[Segmentation mask data]
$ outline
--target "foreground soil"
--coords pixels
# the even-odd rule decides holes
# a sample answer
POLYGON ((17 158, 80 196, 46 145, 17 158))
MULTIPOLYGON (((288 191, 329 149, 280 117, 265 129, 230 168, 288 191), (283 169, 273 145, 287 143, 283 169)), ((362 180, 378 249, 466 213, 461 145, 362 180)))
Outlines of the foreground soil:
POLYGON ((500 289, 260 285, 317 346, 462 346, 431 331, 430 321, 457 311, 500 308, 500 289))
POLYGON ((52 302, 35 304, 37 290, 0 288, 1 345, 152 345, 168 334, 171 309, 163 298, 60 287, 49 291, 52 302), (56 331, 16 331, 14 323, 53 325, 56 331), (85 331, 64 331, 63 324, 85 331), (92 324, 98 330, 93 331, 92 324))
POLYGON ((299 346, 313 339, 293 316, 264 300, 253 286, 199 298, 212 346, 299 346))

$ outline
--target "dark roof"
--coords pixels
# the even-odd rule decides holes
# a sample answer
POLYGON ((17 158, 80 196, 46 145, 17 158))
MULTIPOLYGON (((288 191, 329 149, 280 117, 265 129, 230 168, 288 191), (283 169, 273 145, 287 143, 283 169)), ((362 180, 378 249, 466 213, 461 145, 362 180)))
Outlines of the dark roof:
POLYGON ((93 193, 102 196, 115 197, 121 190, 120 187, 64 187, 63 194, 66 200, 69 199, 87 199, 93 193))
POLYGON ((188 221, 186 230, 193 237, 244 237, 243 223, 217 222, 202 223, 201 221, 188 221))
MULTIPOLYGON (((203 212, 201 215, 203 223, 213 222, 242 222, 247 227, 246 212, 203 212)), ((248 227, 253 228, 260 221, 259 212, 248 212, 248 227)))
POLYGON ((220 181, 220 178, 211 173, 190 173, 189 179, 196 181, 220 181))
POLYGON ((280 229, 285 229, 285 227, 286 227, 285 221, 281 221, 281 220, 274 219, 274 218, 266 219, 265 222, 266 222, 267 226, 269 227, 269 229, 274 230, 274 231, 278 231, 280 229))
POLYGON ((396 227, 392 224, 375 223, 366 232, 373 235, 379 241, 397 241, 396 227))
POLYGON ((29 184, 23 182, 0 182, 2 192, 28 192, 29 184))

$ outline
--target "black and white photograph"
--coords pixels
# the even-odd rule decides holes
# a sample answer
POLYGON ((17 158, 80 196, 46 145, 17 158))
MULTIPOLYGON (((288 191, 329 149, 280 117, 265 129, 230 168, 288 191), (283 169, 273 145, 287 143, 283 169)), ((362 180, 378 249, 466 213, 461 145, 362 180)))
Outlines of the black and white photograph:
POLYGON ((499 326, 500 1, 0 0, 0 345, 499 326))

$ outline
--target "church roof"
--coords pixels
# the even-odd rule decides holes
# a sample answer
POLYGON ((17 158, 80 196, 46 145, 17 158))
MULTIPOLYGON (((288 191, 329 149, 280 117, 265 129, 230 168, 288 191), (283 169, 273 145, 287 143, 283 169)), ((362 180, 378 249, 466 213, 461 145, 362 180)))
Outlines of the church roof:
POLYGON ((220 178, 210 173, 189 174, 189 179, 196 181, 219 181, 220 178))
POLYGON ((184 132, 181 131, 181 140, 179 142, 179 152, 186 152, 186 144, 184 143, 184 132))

[TASK PROMPT] Extract the full set of entries word for word.

[EXPECTED ANSWER]
$ outline
--target "foreground soil"
--coords pixels
# the even-odd rule decides holes
# a sample answer
POLYGON ((17 158, 80 196, 46 145, 17 158))
MULTIPOLYGON (((288 191, 329 149, 280 117, 265 129, 230 168, 288 191), (283 169, 273 145, 287 143, 283 169)), ((362 180, 378 249, 466 213, 461 145, 362 180)))
Outlines of the foreground soil:
POLYGON ((500 289, 260 285, 317 346, 462 346, 431 331, 430 321, 457 311, 500 308, 500 289))
POLYGON ((52 302, 35 304, 37 290, 0 288, 1 345, 152 345, 168 334, 171 309, 163 298, 60 287, 49 291, 52 302), (56 331, 16 331, 14 323, 53 325, 56 331), (85 331, 64 331, 63 324, 85 331), (92 324, 98 330, 93 331, 92 324))
POLYGON ((299 346, 313 339, 293 316, 264 300, 253 286, 199 298, 212 346, 299 346))

$ outline
--target "dark roof"
--coords pixels
# the even-odd rule decides holes
# a sample answer
POLYGON ((17 158, 80 196, 46 145, 17 158))
MULTIPOLYGON (((288 191, 329 149, 280 117, 265 129, 230 168, 288 191), (283 169, 273 145, 287 143, 283 169)), ((362 180, 378 249, 466 213, 461 145, 362 180)))
Outlines of the dark roof:
POLYGON ((93 193, 102 196, 115 197, 121 190, 120 187, 64 187, 63 194, 66 200, 69 199, 87 199, 93 193))
POLYGON ((188 221, 186 230, 193 237, 244 237, 243 223, 217 222, 202 223, 201 221, 188 221))
MULTIPOLYGON (((203 212, 201 215, 203 223, 213 222, 242 222, 247 227, 246 212, 203 212)), ((248 227, 253 228, 260 221, 259 212, 248 212, 248 227)))
POLYGON ((220 181, 220 178, 211 173, 190 173, 189 179, 196 181, 220 181))
POLYGON ((280 229, 285 229, 285 227, 286 227, 285 221, 281 221, 281 220, 274 219, 274 218, 266 219, 265 222, 266 222, 267 226, 269 227, 269 229, 274 230, 274 231, 278 231, 280 229))
POLYGON ((396 227, 392 224, 375 223, 366 232, 373 235, 379 241, 397 241, 396 227))
POLYGON ((29 184, 23 182, 0 182, 2 192, 28 192, 29 184))

$ outline
--target "black and white photograph"
--coords pixels
# the even-odd rule decides holes
# a sample answer
POLYGON ((17 158, 80 196, 46 145, 17 158))
MULTIPOLYGON (((288 191, 329 149, 280 117, 265 129, 230 168, 288 191), (283 169, 273 145, 287 143, 283 169)), ((362 180, 378 249, 466 213, 461 145, 362 180)))
Outlines of the black and white photograph:
POLYGON ((499 326, 500 1, 0 0, 0 345, 499 326))

$ outline
--target "church roof"
--coords pixels
# the even-odd rule decides holes
# a sample answer
POLYGON ((17 158, 80 196, 46 145, 17 158))
MULTIPOLYGON (((288 191, 329 149, 280 117, 265 129, 230 168, 288 191), (283 169, 273 145, 287 143, 283 169)), ((362 180, 378 249, 466 213, 461 145, 362 180)))
Outlines of the church roof:
POLYGON ((220 178, 210 173, 189 174, 189 179, 196 181, 219 181, 220 178))
POLYGON ((184 132, 181 131, 181 140, 179 142, 179 152, 186 152, 186 144, 184 143, 184 132))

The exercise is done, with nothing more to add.